#### [文書の抜粋]
::::::::

一寸の虫に五寸釘

だから一言余計なんだって・・・

「ドキュメント 戦争広告代理店」

2005-10-20 | 乱読日記
「ドキュメント 戦争広告代理店」というおどろおどろしい題名ですが、中身はいたってまともです。
「オリエンタリズム」の後の通勤用図書として気分転換に「下流社会」に続いてはドキュメントを選んだのですが、かなり面白く、3日で読了。

ボスニア紛争において、ボスニア・ヘルツェゴビナ共和国と契約したPR会社が、どのように世界中をセルビア非難に向かわせたかの過程を追ったドキュメンタリーです。
筆者はこれをテーマにした「NHKスペシャル」のディレクターで、番組も評判になっただけでなく、本書も講談社ノンフィクション賞と新潮ドキュメント賞を受賞しました。

ここに描かれているのは、決して虚偽を捏造するのでなく、クライアントに有利な(側面から見た)情報を世界中のメディアと政界のキーパーソンにいかに効果的に届けるか、ということについて徹頭徹尾実践的に行動するPR会社の姿です。

::::::::

#### [提供された行]
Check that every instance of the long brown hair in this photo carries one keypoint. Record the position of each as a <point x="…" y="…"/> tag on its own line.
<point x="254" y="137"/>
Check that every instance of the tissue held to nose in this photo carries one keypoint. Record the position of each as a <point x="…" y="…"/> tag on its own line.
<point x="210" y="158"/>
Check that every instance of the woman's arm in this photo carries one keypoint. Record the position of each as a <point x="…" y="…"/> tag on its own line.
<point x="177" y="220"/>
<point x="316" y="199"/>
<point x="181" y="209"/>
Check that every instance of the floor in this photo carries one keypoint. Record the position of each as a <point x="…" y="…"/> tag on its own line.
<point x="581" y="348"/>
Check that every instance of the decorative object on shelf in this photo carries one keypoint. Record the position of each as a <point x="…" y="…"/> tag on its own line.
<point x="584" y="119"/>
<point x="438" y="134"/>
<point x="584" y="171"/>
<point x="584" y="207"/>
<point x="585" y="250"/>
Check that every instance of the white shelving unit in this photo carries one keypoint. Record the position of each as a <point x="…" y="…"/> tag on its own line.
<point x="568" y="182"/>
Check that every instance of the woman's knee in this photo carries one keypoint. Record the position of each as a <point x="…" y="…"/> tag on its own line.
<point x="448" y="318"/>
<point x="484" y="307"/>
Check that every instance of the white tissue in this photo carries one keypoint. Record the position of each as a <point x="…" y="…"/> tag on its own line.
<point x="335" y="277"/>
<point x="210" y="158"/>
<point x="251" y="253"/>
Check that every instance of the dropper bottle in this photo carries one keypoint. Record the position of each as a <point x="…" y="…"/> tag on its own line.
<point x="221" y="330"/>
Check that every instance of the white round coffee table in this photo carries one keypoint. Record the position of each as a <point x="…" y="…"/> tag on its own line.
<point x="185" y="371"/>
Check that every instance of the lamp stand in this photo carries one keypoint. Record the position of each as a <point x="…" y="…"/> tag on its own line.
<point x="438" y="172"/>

::::::::

#### [記述課題 A]
文書の抜粋のうち、「ボスニア紛争において、ボスニ」から「キュメント賞を受賞しました。」までの部分をそのまま書き写して返してください。
#### [記述課題 B]
文書の抜粋によると、本書はどの賞を受賞しましたか。

#### [解答 A]
ボスニア紛争において、ボスニア・ヘルツェゴビナ共和国と契約したPR会社が、どのように世界中をセルビア非難に向かわせたかの過程を追ったドキュメンタリーです。
筆者はこれをテーマにした「NHKスペシャル」のディレクターで、番組も評判になっただけでなく、本書も講談社ノンフィクション賞と新潮ドキュメント賞を受賞しました。

#### [解答 B]
講談社ノンフィクション賞と新潮ドキュメント賞です。